AUFGABENSTELLUNG: Suchen Sie im Material jede Zeile heraus, die das Wort "wood" enthält, und geben Sie diese Zeilen unverändert wieder.

MATERIAL:
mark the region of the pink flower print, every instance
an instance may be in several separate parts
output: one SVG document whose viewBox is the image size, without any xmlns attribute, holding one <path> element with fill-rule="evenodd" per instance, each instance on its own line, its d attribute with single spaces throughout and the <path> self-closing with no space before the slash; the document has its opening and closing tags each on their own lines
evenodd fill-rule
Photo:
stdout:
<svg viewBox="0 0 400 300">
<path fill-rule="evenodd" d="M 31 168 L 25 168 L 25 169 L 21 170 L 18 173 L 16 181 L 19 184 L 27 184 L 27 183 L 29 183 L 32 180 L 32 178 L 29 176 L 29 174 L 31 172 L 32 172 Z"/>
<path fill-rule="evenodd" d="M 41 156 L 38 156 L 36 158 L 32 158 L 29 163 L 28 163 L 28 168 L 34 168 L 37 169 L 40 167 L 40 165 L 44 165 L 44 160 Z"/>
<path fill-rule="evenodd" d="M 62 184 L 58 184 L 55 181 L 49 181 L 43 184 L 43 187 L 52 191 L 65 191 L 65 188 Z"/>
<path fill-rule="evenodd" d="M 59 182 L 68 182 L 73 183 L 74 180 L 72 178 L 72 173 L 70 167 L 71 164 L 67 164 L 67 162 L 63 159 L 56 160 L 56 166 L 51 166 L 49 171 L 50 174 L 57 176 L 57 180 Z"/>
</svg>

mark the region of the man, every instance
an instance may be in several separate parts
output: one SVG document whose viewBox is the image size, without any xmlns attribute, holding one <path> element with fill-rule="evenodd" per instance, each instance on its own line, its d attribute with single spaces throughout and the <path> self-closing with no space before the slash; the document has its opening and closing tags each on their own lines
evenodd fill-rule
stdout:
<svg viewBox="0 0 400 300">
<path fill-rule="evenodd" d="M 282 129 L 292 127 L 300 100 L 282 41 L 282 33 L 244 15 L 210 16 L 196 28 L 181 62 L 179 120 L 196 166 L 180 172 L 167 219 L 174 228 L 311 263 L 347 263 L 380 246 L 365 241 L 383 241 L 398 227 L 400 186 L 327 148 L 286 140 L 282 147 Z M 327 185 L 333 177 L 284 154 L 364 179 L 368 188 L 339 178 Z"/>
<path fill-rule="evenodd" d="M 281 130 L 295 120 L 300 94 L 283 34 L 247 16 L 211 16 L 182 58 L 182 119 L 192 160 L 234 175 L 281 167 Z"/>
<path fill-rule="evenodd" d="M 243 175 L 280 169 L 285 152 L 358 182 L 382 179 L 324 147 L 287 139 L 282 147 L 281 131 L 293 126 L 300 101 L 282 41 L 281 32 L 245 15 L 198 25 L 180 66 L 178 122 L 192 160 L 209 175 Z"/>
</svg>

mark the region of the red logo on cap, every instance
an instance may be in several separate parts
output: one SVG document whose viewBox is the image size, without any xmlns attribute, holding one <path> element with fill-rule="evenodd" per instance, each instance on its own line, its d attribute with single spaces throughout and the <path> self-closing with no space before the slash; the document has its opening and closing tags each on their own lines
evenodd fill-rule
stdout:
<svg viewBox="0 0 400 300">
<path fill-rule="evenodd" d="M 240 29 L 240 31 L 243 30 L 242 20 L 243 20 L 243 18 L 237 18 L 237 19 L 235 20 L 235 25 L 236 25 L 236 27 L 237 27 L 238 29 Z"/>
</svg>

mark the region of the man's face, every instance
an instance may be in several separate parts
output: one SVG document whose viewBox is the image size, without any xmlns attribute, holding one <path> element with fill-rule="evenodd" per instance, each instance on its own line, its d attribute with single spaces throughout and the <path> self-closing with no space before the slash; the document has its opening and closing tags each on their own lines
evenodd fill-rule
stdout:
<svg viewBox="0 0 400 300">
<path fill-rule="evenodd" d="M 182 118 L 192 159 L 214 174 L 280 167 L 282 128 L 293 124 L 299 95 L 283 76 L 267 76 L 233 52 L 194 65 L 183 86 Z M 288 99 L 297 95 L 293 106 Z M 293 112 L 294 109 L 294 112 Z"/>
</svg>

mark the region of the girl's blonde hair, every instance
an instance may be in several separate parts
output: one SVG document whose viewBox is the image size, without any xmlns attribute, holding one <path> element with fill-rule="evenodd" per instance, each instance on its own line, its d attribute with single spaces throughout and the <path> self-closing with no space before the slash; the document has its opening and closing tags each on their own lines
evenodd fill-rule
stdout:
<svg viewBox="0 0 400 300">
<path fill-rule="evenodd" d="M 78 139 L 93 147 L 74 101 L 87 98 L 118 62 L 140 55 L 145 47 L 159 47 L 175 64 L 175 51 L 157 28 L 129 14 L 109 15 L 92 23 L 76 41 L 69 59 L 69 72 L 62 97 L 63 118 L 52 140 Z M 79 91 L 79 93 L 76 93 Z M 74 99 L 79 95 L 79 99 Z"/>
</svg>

---

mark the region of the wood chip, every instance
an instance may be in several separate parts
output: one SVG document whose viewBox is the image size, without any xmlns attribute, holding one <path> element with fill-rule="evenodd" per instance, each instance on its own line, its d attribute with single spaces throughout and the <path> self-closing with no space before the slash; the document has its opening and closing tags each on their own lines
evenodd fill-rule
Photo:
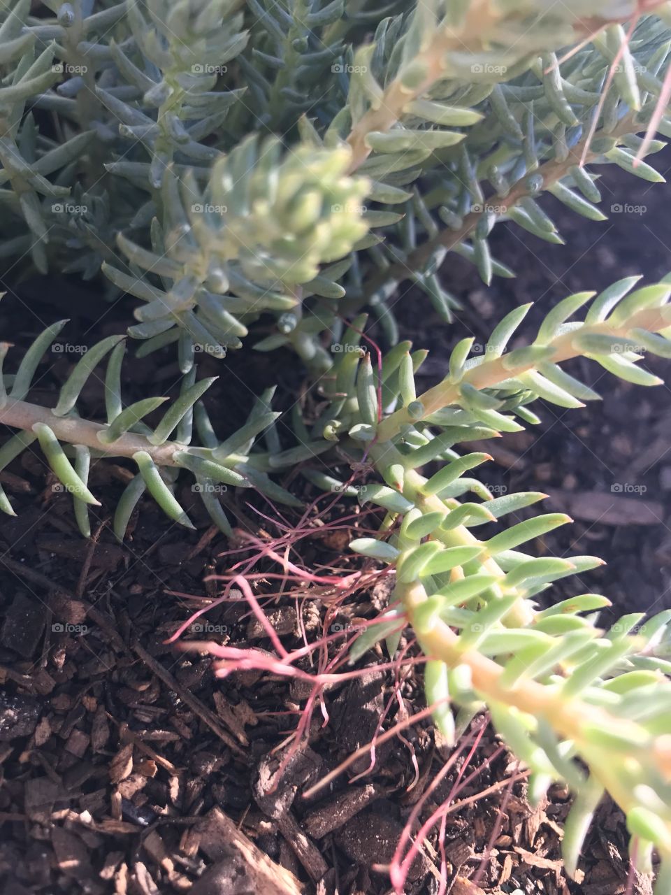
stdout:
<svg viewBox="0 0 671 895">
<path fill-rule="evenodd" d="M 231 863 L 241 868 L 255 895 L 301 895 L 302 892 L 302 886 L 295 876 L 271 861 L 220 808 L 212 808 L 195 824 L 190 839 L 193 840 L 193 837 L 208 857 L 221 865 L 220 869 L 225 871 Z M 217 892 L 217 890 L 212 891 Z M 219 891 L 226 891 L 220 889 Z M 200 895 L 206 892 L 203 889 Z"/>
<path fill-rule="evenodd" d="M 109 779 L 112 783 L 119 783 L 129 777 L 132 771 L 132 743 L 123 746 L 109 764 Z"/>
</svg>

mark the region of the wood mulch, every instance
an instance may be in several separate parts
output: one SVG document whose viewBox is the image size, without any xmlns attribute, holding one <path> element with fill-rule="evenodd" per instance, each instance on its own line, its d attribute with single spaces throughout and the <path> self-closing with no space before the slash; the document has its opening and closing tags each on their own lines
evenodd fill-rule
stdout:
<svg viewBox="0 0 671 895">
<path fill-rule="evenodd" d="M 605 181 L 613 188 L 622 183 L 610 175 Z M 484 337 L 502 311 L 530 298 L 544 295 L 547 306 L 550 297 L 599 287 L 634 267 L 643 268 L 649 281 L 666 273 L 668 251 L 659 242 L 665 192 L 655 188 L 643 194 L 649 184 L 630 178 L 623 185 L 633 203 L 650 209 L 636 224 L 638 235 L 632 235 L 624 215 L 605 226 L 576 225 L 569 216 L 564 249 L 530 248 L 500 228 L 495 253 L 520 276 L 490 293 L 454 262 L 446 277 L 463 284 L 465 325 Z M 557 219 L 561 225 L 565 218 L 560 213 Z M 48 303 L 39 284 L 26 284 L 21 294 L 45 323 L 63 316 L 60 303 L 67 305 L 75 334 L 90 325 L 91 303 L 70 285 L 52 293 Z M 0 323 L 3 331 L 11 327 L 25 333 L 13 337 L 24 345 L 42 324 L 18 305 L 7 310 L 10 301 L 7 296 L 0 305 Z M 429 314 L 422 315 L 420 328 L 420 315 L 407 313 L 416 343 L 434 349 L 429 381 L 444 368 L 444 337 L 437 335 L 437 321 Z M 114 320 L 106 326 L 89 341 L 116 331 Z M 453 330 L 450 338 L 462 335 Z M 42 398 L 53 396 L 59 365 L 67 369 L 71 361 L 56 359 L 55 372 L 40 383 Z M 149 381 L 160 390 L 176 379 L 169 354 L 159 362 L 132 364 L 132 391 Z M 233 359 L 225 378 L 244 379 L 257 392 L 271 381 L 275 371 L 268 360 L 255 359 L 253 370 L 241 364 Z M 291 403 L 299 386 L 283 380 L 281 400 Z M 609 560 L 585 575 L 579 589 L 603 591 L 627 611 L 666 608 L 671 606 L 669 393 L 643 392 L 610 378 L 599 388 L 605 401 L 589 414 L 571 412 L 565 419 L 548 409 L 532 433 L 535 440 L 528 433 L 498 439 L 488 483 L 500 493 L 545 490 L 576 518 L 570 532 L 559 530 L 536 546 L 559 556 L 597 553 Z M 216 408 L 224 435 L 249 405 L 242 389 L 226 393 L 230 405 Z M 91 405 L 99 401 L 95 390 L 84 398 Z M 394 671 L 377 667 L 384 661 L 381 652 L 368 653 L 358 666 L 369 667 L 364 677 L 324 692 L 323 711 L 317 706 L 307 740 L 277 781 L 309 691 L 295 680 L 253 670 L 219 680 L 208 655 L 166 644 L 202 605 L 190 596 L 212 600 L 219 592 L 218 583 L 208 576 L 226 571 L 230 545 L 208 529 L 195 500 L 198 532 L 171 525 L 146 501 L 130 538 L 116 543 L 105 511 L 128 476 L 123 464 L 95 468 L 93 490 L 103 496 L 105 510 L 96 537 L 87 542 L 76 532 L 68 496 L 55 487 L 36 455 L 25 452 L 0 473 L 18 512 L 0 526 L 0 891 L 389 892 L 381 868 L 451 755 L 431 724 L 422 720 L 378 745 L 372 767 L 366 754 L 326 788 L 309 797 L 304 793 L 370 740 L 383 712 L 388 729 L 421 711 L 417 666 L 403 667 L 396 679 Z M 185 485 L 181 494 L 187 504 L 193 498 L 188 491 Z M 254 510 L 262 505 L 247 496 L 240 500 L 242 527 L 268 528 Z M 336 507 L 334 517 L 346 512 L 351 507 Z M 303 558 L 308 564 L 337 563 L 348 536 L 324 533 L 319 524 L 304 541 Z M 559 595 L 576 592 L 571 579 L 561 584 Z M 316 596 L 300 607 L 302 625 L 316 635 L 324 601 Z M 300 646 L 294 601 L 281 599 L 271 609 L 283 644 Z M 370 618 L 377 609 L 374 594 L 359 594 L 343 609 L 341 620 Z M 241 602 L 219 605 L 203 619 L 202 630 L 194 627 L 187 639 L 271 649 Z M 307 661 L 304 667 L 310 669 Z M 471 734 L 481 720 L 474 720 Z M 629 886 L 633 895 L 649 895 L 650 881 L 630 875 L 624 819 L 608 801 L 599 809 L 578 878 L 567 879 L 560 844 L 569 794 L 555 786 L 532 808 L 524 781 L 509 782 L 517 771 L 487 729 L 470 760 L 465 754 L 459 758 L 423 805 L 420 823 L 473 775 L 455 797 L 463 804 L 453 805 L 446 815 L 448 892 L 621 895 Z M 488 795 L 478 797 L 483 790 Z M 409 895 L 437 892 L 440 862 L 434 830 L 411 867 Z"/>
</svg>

ERGEBNIS:
mark the region of the wood chip, every instance
mark the region of the wood mulch, every instance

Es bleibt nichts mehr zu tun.